Work instruction - The reply should be one number: how many lines of the data below contain "green".

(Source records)
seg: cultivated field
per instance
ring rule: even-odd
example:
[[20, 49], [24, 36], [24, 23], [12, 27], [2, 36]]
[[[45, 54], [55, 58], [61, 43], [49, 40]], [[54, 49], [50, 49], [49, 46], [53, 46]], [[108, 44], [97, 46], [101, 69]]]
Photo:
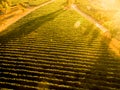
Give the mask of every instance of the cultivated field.
[[56, 0], [0, 33], [1, 90], [120, 89], [120, 58], [110, 41], [64, 5]]

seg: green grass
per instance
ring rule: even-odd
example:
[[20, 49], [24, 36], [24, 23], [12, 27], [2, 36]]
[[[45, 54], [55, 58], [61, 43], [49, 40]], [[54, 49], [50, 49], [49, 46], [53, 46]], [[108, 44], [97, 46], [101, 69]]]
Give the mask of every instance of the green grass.
[[[54, 30], [58, 28], [60, 32], [61, 30], [64, 30], [65, 35], [69, 35], [69, 34], [72, 35], [69, 38], [75, 38], [77, 35], [79, 35], [79, 33], [84, 33], [85, 30], [88, 30], [88, 31], [92, 30], [91, 27], [94, 27], [92, 23], [85, 20], [75, 11], [63, 10], [62, 8], [63, 3], [64, 1], [56, 1], [51, 5], [44, 6], [32, 12], [31, 14], [27, 15], [26, 17], [22, 18], [21, 20], [19, 20], [18, 22], [10, 26], [6, 30], [6, 32], [3, 32], [1, 35], [7, 33], [6, 36], [9, 36], [9, 33], [10, 33], [10, 35], [14, 34], [15, 36], [18, 36], [18, 34], [20, 33], [28, 34], [32, 31], [36, 31], [39, 28], [41, 30], [44, 30], [48, 28], [48, 26], [50, 26], [49, 27], [50, 30]], [[49, 21], [52, 22], [52, 25], [49, 25]], [[76, 29], [74, 27], [74, 24], [77, 21], [79, 21], [81, 25], [79, 28]], [[85, 34], [87, 35], [87, 33], [89, 32], [86, 32]]]
[[[118, 58], [114, 59], [111, 56], [111, 52], [105, 40], [101, 38], [99, 30], [75, 11], [63, 10], [63, 3], [64, 0], [57, 0], [52, 4], [41, 7], [1, 33], [0, 43], [4, 47], [2, 47], [2, 52], [9, 50], [5, 55], [2, 53], [3, 58], [7, 55], [12, 58], [14, 57], [18, 64], [21, 62], [20, 60], [23, 60], [25, 62], [22, 61], [22, 64], [24, 64], [22, 66], [27, 67], [29, 64], [29, 68], [26, 69], [30, 71], [31, 64], [34, 69], [37, 68], [38, 70], [40, 68], [41, 70], [42, 68], [45, 73], [53, 70], [53, 77], [49, 76], [49, 74], [48, 76], [46, 74], [43, 75], [52, 80], [56, 79], [54, 74], [57, 71], [72, 71], [75, 74], [69, 75], [67, 73], [67, 75], [69, 77], [71, 76], [71, 80], [73, 80], [72, 78], [75, 79], [73, 82], [77, 82], [78, 85], [74, 83], [76, 87], [82, 87], [84, 89], [100, 88], [103, 90], [105, 88], [111, 89], [110, 84], [112, 84], [114, 88], [114, 82], [108, 81], [111, 79], [107, 79], [107, 77], [111, 76], [115, 79], [116, 77], [114, 75], [119, 75], [120, 63], [117, 62]], [[78, 21], [80, 22], [80, 26], [75, 28], [74, 24]], [[44, 59], [41, 59], [42, 57]], [[4, 61], [7, 63], [6, 59]], [[14, 61], [14, 59], [9, 58], [8, 62], [10, 61]], [[30, 63], [27, 63], [28, 61]], [[38, 66], [40, 65], [39, 68], [36, 67], [37, 62]], [[49, 65], [47, 66], [46, 63]], [[10, 66], [10, 64], [7, 65]], [[14, 66], [17, 67], [17, 64]], [[13, 68], [10, 70], [13, 72]], [[78, 70], [79, 72], [77, 72]], [[44, 74], [43, 71], [42, 74]], [[35, 72], [37, 71], [35, 70]], [[108, 74], [110, 72], [114, 74]], [[62, 73], [66, 76], [66, 73]], [[62, 73], [59, 72], [64, 77]], [[81, 73], [84, 73], [84, 75], [81, 75]], [[63, 80], [62, 84], [64, 85], [70, 81], [67, 78], [61, 78], [61, 80]], [[55, 83], [49, 80], [48, 82]], [[105, 86], [103, 82], [108, 84], [108, 86]], [[75, 87], [72, 83], [69, 83], [69, 86]]]
[[[45, 33], [46, 37], [44, 39], [49, 41], [59, 39], [58, 41], [62, 44], [66, 40], [76, 43], [84, 40], [86, 48], [93, 46], [94, 42], [100, 40], [99, 30], [75, 11], [63, 10], [63, 3], [64, 1], [56, 1], [22, 18], [5, 32], [1, 33], [1, 42], [9, 42], [11, 39], [22, 38], [24, 36], [39, 38], [34, 33], [38, 33], [39, 36]], [[74, 24], [77, 21], [80, 22], [80, 26], [75, 28]], [[55, 37], [51, 36], [54, 34]], [[99, 48], [99, 45], [100, 42], [94, 48]]]
[[[26, 0], [28, 1], [28, 0]], [[47, 1], [47, 0], [46, 0]], [[11, 0], [12, 3], [18, 3], [18, 0]], [[19, 2], [23, 2], [22, 0], [19, 0]], [[25, 1], [24, 1], [25, 2]], [[44, 1], [43, 0], [36, 0], [36, 1], [31, 1], [30, 3], [34, 4], [34, 2], [36, 4], [39, 3], [43, 3]], [[61, 3], [62, 2], [62, 3]], [[81, 3], [80, 3], [81, 2]], [[57, 5], [59, 3], [59, 5]], [[17, 23], [13, 24], [11, 27], [8, 28], [7, 31], [11, 31], [11, 30], [14, 30], [14, 28], [22, 28], [22, 27], [28, 27], [27, 24], [29, 25], [29, 23], [31, 24], [31, 22], [34, 22], [35, 21], [35, 18], [36, 19], [42, 19], [42, 18], [46, 18], [47, 16], [49, 16], [49, 13], [52, 13], [52, 12], [55, 12], [56, 10], [59, 10], [61, 9], [63, 6], [64, 6], [64, 3], [65, 1], [57, 1], [56, 2], [56, 6], [52, 6], [52, 7], [48, 7], [48, 6], [45, 6], [45, 7], [42, 7], [41, 9], [38, 9], [36, 10], [35, 12], [32, 12], [31, 14], [27, 15], [26, 17], [22, 18], [20, 21], [18, 21]], [[80, 7], [80, 9], [82, 9], [84, 12], [86, 12], [87, 14], [89, 15], [92, 15], [94, 16], [95, 19], [99, 18], [99, 12], [97, 12], [96, 14], [93, 14], [94, 11], [88, 11], [87, 8], [85, 8], [86, 6], [90, 6], [90, 3], [88, 1], [81, 1], [81, 0], [78, 0], [77, 1], [77, 5]], [[47, 8], [47, 10], [46, 10]], [[63, 10], [64, 12], [64, 10]], [[65, 11], [66, 12], [66, 11]], [[56, 13], [56, 12], [55, 12]], [[54, 14], [54, 13], [53, 13]], [[88, 22], [87, 20], [85, 20], [83, 17], [80, 17], [79, 15], [77, 15], [77, 17], [75, 16], [76, 14], [73, 14], [71, 13], [71, 16], [68, 17], [67, 16], [68, 13], [66, 13], [66, 16], [65, 17], [59, 17], [58, 20], [64, 20], [65, 22], [62, 22], [62, 23], [59, 23], [58, 25], [60, 25], [60, 28], [64, 28], [64, 29], [67, 29], [69, 27], [69, 29], [73, 29], [76, 30], [76, 33], [78, 32], [79, 33], [79, 30], [77, 31], [77, 29], [87, 29], [86, 27], [89, 28], [89, 26], [91, 27], [90, 24], [92, 24], [91, 22]], [[103, 15], [103, 13], [102, 13]], [[72, 16], [75, 16], [74, 18]], [[79, 17], [78, 17], [79, 16]], [[104, 15], [103, 15], [104, 16]], [[40, 17], [40, 18], [39, 18]], [[55, 19], [57, 19], [57, 17], [55, 17]], [[66, 19], [66, 20], [65, 20]], [[68, 20], [67, 20], [68, 19]], [[51, 19], [52, 20], [52, 19]], [[44, 21], [44, 20], [43, 20]], [[47, 21], [47, 20], [46, 20]], [[48, 20], [49, 21], [49, 20]], [[74, 24], [79, 21], [81, 26], [82, 27], [79, 27], [77, 29], [74, 28]], [[37, 21], [36, 21], [37, 22]], [[57, 21], [56, 21], [57, 22]], [[69, 24], [68, 24], [69, 23]], [[63, 25], [62, 25], [63, 24]], [[69, 26], [67, 26], [67, 24]], [[42, 24], [44, 25], [44, 24]], [[57, 24], [54, 24], [54, 25], [57, 25]], [[66, 26], [65, 26], [66, 25]], [[32, 26], [32, 25], [31, 25]], [[47, 26], [47, 25], [46, 25]], [[72, 27], [71, 27], [72, 26]], [[57, 26], [58, 27], [58, 26]], [[70, 28], [71, 27], [71, 28]], [[92, 26], [94, 28], [96, 28], [94, 25]], [[18, 29], [19, 30], [19, 29]], [[17, 30], [15, 30], [17, 32]], [[31, 31], [31, 30], [29, 30]], [[112, 33], [113, 36], [115, 37], [116, 36], [116, 31], [115, 30], [112, 30], [111, 29], [111, 32], [114, 32]], [[73, 33], [72, 33], [73, 34]]]
[[[75, 11], [63, 10], [63, 3], [64, 1], [56, 1], [22, 18], [0, 34], [1, 42], [9, 42], [11, 39], [21, 38], [26, 35], [35, 38], [35, 32], [41, 36], [47, 31], [44, 38], [48, 40], [59, 39], [63, 43], [67, 39], [73, 42], [81, 42], [84, 39], [86, 47], [94, 45], [93, 42], [100, 39], [99, 30]], [[74, 24], [77, 21], [80, 22], [80, 26], [75, 28]], [[53, 34], [55, 34], [56, 38], [50, 36]], [[99, 45], [96, 47], [98, 48]]]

Solution for this exercise - 2